Written task:
Render the lines of the data below as a JSON list of strings, one string per line, from the line with "Mark the region of each instance of the dark" to the line with "POLYGON ((359 106, 357", both included. Leave out blank lines and every line outside that span.

(Labeled shape records)
◇ ◇ ◇ ◇ ◇

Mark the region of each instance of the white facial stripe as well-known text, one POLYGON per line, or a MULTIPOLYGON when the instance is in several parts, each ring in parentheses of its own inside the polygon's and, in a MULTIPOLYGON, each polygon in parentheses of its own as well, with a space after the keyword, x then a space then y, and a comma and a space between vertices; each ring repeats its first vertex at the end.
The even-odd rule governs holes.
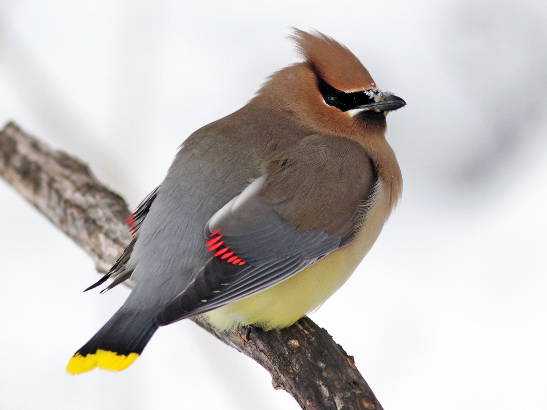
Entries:
POLYGON ((346 112, 346 113, 349 114, 350 116, 352 117, 354 115, 359 114, 362 111, 364 111, 364 110, 365 110, 364 108, 354 108, 352 110, 348 110, 346 112))

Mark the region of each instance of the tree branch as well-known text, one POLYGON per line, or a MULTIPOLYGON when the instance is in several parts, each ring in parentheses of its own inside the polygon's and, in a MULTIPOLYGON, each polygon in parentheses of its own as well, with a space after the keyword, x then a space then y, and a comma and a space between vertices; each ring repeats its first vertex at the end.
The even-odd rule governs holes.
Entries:
MULTIPOLYGON (((99 182, 89 167, 8 124, 0 132, 0 175, 107 272, 131 240, 123 198, 99 182)), ((200 326, 253 359, 310 410, 382 410, 364 379, 327 332, 308 318, 287 329, 237 332, 200 326)))

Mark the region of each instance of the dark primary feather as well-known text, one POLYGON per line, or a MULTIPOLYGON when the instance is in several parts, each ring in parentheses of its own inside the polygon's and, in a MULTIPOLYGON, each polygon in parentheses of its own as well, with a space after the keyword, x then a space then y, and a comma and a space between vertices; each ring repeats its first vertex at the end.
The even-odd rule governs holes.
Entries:
POLYGON ((144 218, 148 213, 148 211, 150 210, 150 207, 152 206, 152 203, 158 196, 158 190, 159 188, 159 186, 156 188, 152 192, 147 195, 146 197, 137 207, 135 212, 130 215, 129 217, 126 220, 127 226, 130 228, 130 231, 133 237, 133 239, 127 245, 127 247, 125 248, 123 253, 118 258, 116 263, 110 268, 108 272, 88 288, 88 289, 84 291, 84 292, 102 285, 109 278, 115 278, 114 282, 109 285, 106 289, 101 291, 101 292, 103 293, 131 277, 131 273, 133 273, 133 270, 127 268, 127 263, 131 257, 131 254, 133 252, 135 242, 137 241, 137 238, 138 236, 138 228, 141 224, 142 224, 143 221, 144 220, 144 218))
POLYGON ((348 243, 362 222, 359 210, 369 198, 376 175, 360 146, 350 143, 348 150, 332 139, 312 136, 293 150, 279 153, 267 174, 213 216, 206 236, 220 230, 223 243, 212 247, 215 251, 229 247, 225 253, 233 252, 245 265, 228 263, 222 254, 211 257, 158 315, 158 324, 200 314, 265 289, 348 243), (343 172, 348 175, 341 182, 343 172), (344 191, 348 186, 349 194, 344 191), (318 213, 322 219, 308 212, 318 213), (295 214, 299 215, 296 220, 295 214))

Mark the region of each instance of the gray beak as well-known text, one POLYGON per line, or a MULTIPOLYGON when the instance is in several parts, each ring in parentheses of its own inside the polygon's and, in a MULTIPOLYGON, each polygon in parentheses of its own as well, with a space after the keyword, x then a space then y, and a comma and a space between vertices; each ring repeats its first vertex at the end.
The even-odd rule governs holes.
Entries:
POLYGON ((359 106, 357 108, 364 108, 365 110, 374 110, 375 111, 394 111, 406 105, 405 100, 400 97, 393 94, 388 94, 385 96, 376 97, 378 101, 368 104, 359 106))

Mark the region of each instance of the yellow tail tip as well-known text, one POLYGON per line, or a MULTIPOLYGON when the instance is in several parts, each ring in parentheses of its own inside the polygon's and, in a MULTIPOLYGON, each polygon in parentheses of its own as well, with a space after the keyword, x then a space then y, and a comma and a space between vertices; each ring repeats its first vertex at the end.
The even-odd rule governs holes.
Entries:
POLYGON ((76 353, 68 362, 67 372, 71 374, 79 374, 97 367, 104 370, 119 372, 129 367, 138 357, 138 353, 118 354, 115 352, 101 349, 95 353, 88 353, 85 356, 76 353))

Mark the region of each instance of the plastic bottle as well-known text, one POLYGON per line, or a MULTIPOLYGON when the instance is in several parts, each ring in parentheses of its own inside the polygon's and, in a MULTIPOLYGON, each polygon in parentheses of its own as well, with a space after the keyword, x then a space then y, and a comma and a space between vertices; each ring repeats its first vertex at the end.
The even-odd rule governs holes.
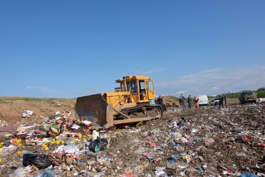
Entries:
POLYGON ((170 141, 170 144, 171 144, 173 146, 176 146, 176 143, 172 140, 170 141))

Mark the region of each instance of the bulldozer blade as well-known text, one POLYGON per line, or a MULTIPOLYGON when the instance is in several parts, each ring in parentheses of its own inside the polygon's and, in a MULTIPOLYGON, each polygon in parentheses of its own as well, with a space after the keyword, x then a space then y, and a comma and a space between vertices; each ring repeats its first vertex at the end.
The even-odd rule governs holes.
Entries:
POLYGON ((74 107, 72 118, 86 117, 102 127, 113 126, 113 107, 100 94, 78 97, 74 107))

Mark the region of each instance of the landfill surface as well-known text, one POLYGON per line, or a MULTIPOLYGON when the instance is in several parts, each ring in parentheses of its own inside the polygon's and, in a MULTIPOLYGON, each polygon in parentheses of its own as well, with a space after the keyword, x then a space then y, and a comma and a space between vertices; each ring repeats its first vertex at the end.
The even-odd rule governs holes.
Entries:
POLYGON ((47 115, 34 127, 0 132, 0 175, 264 176, 263 106, 169 108, 138 127, 106 130, 71 122, 67 112, 47 115))

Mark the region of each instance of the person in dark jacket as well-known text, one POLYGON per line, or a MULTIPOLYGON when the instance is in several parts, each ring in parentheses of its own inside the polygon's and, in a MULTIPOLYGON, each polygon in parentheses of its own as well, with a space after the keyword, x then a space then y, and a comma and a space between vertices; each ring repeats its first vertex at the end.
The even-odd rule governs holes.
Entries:
POLYGON ((160 105, 161 107, 163 107, 162 105, 163 105, 163 99, 161 98, 161 96, 159 96, 159 98, 157 98, 156 101, 158 102, 158 104, 160 105))
POLYGON ((189 95, 188 97, 188 103, 189 104, 188 109, 192 109, 192 99, 191 98, 191 95, 189 95))
POLYGON ((183 106, 183 103, 184 101, 184 99, 183 97, 181 95, 179 98, 179 104, 180 105, 180 107, 181 108, 181 110, 183 110, 184 109, 184 108, 183 106))
POLYGON ((181 94, 181 97, 183 98, 183 109, 186 109, 187 107, 186 107, 186 105, 185 102, 185 97, 183 96, 183 94, 181 94))
POLYGON ((163 101, 162 101, 162 108, 163 111, 167 111, 167 108, 166 107, 166 100, 164 99, 164 97, 162 97, 163 101))
POLYGON ((225 95, 225 93, 224 93, 224 103, 225 103, 225 106, 226 106, 226 108, 228 107, 228 105, 227 104, 227 102, 226 100, 227 99, 227 97, 225 95))
POLYGON ((223 106, 224 107, 224 104, 223 102, 224 102, 224 97, 223 97, 223 95, 221 94, 220 95, 220 96, 219 97, 219 108, 221 108, 221 105, 223 106))

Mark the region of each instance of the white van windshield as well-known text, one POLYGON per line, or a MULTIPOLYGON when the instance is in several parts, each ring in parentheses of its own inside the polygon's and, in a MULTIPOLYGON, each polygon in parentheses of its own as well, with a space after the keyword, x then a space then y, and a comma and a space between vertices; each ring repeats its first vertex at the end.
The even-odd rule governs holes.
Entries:
POLYGON ((242 95, 243 95, 243 97, 248 96, 249 95, 255 95, 255 93, 253 92, 249 92, 247 93, 243 93, 242 94, 242 95))

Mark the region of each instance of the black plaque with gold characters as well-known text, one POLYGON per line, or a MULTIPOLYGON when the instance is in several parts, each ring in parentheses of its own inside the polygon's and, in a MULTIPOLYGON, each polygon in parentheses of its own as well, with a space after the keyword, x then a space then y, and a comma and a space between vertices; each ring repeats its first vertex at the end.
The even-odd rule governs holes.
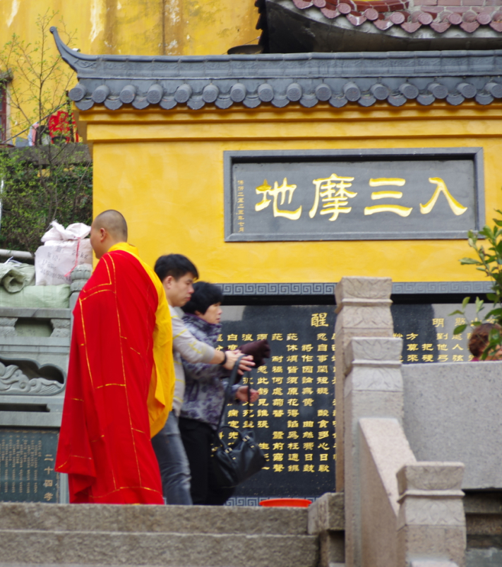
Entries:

◇ ◇ ◇ ◇ ◇

Finished exercise:
[
  "Mark the region of each instance of the dark primary feather as well-known text, one POLYGON per line, or a MULTIPOLYGON when the instance is in several parts, each ring in parentheses of its own inside the polygon's and, in a MULTIPOLYGON, each polygon in parentheses of its own as well, with a space after the keyword, x then a space then y, and a comma and a space between vertices; each ring repeats its first vertex at the end.",
  "The even-odd rule governs holes.",
  "Entries:",
  "POLYGON ((144 218, 148 213, 148 211, 150 210, 150 207, 152 206, 152 203, 158 196, 158 190, 159 188, 159 186, 156 188, 152 192, 147 195, 146 197, 137 207, 135 212, 130 215, 129 217, 126 220, 127 226, 130 228, 130 231, 133 237, 133 239, 127 245, 127 247, 125 248, 123 253, 118 258, 116 263, 110 268, 108 272, 88 288, 88 289, 84 291, 84 292, 102 285, 109 278, 115 278, 114 282, 109 285, 106 289, 101 291, 101 292, 103 293, 131 277, 131 273, 133 273, 133 270, 127 268, 127 263, 131 257, 131 254, 133 252, 135 242, 137 241, 137 238, 138 236, 138 228, 141 224, 142 224, 143 221, 144 220, 144 218))",
  "POLYGON ((348 243, 362 222, 359 210, 369 198, 376 175, 360 146, 350 143, 348 150, 332 139, 312 136, 293 150, 279 153, 267 174, 213 216, 206 236, 220 230, 223 243, 212 247, 215 251, 229 247, 225 253, 233 252, 245 265, 228 263, 222 254, 211 257, 158 315, 158 324, 200 314, 265 289, 348 243), (343 172, 348 175, 341 182, 343 172), (344 191, 348 186, 349 194, 344 191), (318 213, 322 219, 308 212, 318 213), (295 214, 299 215, 296 220, 295 214))",
  "Mark the region of each instance of the gray beak as well-known text, one POLYGON per line, or a MULTIPOLYGON when the instance is in several parts, each ring in parentheses of its own inside the polygon's and, in a MULTIPOLYGON, each polygon in parentheses of its own as well, with a space after the keyword, x then a space then y, and a comma and a space between vertices; each ring repeats its first vertex at the end.",
  "The even-odd rule governs holes.",
  "Entries:",
  "POLYGON ((359 106, 357 108, 364 108, 365 110, 374 110, 375 111, 394 111, 406 105, 405 100, 400 97, 393 94, 388 94, 385 96, 376 97, 378 101, 368 104, 359 106))"
]